▶ [Passage provided]
<<<<

He actually did really good! He sat quietly and just dealt with the fact that I wasn’t going to stay for the whole class. I tried to get a picture of him and Samaria in front of their backpack hooks because they’re right next to each other, but Tinian was being a stinker at that point and was done with photos. I’m surprised I got some good ones of him inside the class!

So, now I have the first 3 hours of the day to myself, which is always nice. Kindergarten is from 8:25-11:19. My friend, Becky, is going to drive the kids to school at 8 and her hubby is going to pick up Tini and Sami after kindergarten and then I’m going to pick up the big kids at the end of the day. It’s nice to have people to carpool with so I don’t have to always do drop off and pick up, especially at 2 different pick up times.

Well, I’m going to go do something fun while I still have an hour to myself :) I hope you’re all having a great day and enjoying a few kid free hours.

>>>>

▶ [Extracted records]
<<<<

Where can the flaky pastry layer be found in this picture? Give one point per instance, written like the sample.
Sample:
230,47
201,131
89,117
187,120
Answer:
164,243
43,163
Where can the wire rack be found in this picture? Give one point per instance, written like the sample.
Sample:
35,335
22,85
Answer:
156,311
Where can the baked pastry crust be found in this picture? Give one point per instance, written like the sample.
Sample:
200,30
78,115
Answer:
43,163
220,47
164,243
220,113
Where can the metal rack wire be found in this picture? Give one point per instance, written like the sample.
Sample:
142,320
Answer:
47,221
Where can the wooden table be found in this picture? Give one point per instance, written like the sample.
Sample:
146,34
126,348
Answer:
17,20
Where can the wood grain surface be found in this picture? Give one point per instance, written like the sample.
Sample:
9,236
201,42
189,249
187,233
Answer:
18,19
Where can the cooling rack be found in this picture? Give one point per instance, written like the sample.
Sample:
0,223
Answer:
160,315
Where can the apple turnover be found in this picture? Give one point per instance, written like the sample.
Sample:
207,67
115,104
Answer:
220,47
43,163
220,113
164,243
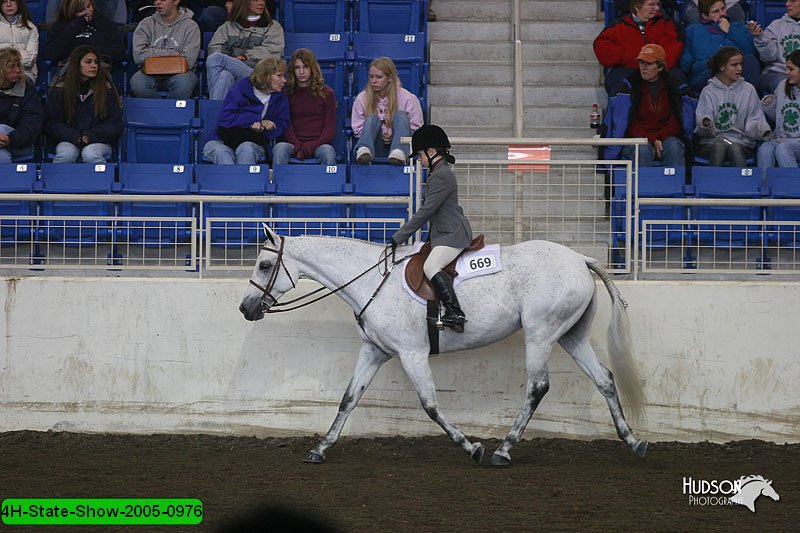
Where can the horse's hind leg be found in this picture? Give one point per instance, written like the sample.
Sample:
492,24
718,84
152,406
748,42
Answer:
418,370
576,343
536,355
370,359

>>>>

▶ [What to do]
**1.** In the kindergarten blog post, what are the hours of kindergarten?
**2.** Rewrite the paragraph of the kindergarten blog post that begins "So, now I have the first 3 hours" as a short bulleted list that keeps its main facts.
**3.** Carry the kindergarten blog post forward with a few more sentences, starting after its final line.

▶ [Expected responses]
**1.** Kindergarten runs from 8:25 to 11:19.

**2.**
- The writer now has the first three hours of the day free.
- Kindergarten runs from 8:25 to 11:19.
- Becky drives the kids to school at 8.
- Becky's husband picks up Tini and Sami after kindergarten.
- The writer picks up the big kids at the end of the day.
- Carpooling means the writer doesn't always have to handle drop-off and pick-up, especially with two different pick-up times.

**3.**
Jonas Funny

our kids love knock knock jokes! We recently introduced the interrupting cow joke to them. Jonas can’t do it, and it’s quite hilarious listening to him try! 

Well, today he tried it again, this time he said to Brynnan, “interrupting pig”. Brynnan started to repeat back and jonas immediately barked “PIG!!” And then realized he said the wrong think and corrected himself quickly, “Oink, oink!” We all had a good laugh! :)

Baseball!!

I know I’ve been really bad about keeping up my blog. It’s easier to post things to facebook, but when I do that I don’t do a whole lot of “journaling” so to speak. I have been going through old photos and since I started my blog in 2008 it has been helpful to see how I felt back them about the pictures that I took so that I can scrapbook those pictures now, yes, I am really behind on my scrapbooking! lol

Anyway, I thought I’d start with Baseball. Jonas is playing baseball again with the Field of Angels.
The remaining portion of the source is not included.